# [Consegna 1]
Individua tutte le righe che contengono la stringa "pattern" e copiale. Maiuscole e minuscole contano.

# [Brano di partenza]
──────────
Problemi suoi, si dirà. Preoccupa noi invece l’annuncio che, a breve, seguiranno 80 (ottanta) cartelle di programma che gli elettori, per dare un voto consapevole, dovrebbero almeno scartabellare. Quando si dice andare al cuore dei problemi.
Sull’altro fronte, la mancata aquila di piazza Dante, avuto il via libera da Roma (perché l’autonomia del Trentino è ormai appannaggio, e non da oggi delle segreterie romane) dovrà fare i conti con i “fratelli d’Italia” che fino ad oggi sono stati sopportati come fratellastri. Parenti-serpenti, non è vero? In verità, lo stimato commercialista Maurizio Fugatti ha dalla sua i cordoni della borsa provinciale. Tuttavia, nei cinque anni in piazza Dante ha volato basso. Ha offerto all’opposizione (quale?) esempi preclari di arroganza, supponenza e menefreghismo: dagli immigrati agli orsi prolifici oltre misura, ai dirigenti provinciali costretti a ricorrere al magistrato del lavoro; dalla sanità allo stremo, ai progetti naufragati degli ospedali di Trento e di Cavalese, all’imposizione di concerti spericolati e via discorrendo..
Se malefatte vi furono saranno messe in risalto e rammentate nei comizi da coloro che negli anni hanno palesato una opposizione di facciata.Quando i giochi sembravano ormai fatti, nel pollaio della destra elettorale si è fiondata la volpe. Lo starnazzar delle galline, anche di quelle di sinistra, non si farà attendere. Lo stimato ex senatore ed ex di molti altri incarichi, Sergio Divina, che si fregia della professione di avvocato, rammenta quel disegno che il compianto Emilio Serra fece porre sulla facciata del suo albergo Alpino, a Vermiglio. Rappresenta una vacca, tirata per le corna da un contadino e strattonata per la coda da un suo competitore. Sotto, con il secchio, c’è un terzo incomodo intento a mungere. Con l’indicazione: “Avvocato”.
──────────
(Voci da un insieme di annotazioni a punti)
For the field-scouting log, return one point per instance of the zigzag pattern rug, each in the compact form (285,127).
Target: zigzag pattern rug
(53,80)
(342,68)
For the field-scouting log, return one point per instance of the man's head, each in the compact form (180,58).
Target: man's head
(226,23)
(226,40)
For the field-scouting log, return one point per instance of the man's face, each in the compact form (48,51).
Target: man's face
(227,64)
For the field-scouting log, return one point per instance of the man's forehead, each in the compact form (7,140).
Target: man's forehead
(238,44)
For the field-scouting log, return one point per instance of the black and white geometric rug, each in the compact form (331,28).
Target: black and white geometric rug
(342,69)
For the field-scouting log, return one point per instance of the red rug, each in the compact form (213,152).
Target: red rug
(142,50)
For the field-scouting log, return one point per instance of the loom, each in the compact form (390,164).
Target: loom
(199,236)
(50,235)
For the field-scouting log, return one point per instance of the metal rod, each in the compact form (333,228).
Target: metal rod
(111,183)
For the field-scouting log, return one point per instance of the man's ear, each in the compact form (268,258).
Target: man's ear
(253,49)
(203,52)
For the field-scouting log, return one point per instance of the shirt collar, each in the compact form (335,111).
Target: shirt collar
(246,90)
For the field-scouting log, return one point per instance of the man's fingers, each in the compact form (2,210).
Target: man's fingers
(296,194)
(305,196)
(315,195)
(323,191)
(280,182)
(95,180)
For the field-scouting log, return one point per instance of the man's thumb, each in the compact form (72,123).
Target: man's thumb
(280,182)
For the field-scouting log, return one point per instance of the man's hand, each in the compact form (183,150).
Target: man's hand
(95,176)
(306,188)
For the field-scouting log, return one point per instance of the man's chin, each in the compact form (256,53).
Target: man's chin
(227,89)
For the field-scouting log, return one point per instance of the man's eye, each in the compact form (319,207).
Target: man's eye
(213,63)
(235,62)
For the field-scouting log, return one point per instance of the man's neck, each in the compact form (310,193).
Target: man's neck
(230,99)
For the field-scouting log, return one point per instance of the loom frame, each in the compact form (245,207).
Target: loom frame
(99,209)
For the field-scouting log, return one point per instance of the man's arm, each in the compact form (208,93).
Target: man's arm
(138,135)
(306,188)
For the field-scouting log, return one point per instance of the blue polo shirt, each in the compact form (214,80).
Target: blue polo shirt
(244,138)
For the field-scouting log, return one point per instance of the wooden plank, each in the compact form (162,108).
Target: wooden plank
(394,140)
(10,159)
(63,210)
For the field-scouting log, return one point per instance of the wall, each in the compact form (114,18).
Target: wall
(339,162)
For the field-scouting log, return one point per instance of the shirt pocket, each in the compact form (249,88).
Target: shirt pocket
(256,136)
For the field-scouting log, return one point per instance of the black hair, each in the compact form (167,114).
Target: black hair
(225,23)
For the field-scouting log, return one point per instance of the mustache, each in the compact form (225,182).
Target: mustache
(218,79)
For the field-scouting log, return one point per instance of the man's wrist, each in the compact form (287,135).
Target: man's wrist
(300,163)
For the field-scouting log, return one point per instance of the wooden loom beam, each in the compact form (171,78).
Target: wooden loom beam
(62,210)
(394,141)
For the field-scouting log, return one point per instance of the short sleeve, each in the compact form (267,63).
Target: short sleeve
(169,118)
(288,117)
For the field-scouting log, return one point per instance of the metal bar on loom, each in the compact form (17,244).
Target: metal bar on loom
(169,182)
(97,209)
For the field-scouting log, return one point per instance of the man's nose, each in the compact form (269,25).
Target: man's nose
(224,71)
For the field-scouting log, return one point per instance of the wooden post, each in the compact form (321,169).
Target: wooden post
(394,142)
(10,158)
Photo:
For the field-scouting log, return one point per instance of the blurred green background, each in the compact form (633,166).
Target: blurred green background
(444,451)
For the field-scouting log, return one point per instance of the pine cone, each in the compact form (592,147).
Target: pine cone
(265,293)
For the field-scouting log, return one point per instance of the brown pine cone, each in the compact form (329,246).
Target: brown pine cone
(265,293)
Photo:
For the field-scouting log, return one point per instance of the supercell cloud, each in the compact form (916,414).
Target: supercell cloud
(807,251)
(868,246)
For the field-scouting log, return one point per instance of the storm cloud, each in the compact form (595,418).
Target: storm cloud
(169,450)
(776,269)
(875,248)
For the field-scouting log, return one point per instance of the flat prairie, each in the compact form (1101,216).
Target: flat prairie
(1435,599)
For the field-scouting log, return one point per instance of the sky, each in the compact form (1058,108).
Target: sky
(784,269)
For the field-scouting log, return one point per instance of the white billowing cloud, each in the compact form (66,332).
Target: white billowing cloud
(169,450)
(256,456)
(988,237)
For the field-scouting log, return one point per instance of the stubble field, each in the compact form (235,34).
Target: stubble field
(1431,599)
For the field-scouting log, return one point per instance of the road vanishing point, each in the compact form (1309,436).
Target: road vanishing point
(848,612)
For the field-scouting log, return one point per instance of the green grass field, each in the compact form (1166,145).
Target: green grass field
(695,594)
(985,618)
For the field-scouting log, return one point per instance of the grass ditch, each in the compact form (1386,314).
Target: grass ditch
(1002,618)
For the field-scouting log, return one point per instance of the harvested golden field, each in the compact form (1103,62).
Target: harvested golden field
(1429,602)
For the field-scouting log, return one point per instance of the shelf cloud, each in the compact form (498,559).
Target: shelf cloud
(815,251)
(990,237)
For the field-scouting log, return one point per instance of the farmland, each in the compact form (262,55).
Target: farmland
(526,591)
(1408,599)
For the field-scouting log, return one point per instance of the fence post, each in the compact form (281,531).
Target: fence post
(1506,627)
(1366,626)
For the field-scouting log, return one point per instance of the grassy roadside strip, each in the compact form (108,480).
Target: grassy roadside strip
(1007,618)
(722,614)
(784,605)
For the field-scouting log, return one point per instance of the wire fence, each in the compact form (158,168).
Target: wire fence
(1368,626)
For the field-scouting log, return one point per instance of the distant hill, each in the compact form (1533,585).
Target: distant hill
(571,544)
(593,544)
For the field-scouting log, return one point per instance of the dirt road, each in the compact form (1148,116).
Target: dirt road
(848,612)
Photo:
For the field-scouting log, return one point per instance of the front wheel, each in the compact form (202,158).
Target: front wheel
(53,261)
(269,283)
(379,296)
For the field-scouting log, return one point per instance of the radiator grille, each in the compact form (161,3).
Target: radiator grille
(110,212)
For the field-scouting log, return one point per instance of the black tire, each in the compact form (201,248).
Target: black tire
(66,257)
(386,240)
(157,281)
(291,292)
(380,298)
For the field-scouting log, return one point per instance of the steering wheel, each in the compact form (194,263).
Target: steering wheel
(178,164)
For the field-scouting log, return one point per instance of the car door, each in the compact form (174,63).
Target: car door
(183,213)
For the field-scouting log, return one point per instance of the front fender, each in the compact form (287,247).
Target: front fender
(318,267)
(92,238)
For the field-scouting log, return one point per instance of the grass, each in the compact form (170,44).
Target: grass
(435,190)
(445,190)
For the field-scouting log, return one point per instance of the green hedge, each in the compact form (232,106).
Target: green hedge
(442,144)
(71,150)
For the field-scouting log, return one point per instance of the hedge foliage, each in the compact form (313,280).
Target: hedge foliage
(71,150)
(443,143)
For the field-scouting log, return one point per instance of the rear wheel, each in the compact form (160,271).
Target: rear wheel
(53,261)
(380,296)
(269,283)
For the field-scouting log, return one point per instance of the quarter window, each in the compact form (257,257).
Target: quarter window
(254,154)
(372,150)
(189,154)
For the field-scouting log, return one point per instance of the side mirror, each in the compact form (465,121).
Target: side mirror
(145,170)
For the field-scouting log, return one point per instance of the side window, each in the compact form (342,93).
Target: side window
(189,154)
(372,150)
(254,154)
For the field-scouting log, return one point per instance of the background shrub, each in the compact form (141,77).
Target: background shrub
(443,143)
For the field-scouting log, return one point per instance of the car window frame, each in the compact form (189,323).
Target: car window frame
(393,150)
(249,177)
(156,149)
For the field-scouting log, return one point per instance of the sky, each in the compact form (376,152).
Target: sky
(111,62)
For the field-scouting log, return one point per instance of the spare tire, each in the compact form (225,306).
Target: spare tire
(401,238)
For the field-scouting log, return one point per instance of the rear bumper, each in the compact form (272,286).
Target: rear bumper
──────────
# [Consegna 2]
Rispondi a queste domande sul brano:
(a) Quante cartelle di programma seguiranno a breve secondo l'annuncio?
(b) Quale professione viene attribuita a Maurizio Fugatti?
(c) In quale località si trova l'albergo Alpino di Emilio Serra?

# [Risposta corretta 1]
For the field-scouting log, return one point per instance of the zigzag pattern rug, each in the compact form (285,127).
Target: zigzag pattern rug

# [Risposta corretta 2]
(a) 80 (ottanta).
(b) Commercialista.
(c) A Vermiglio.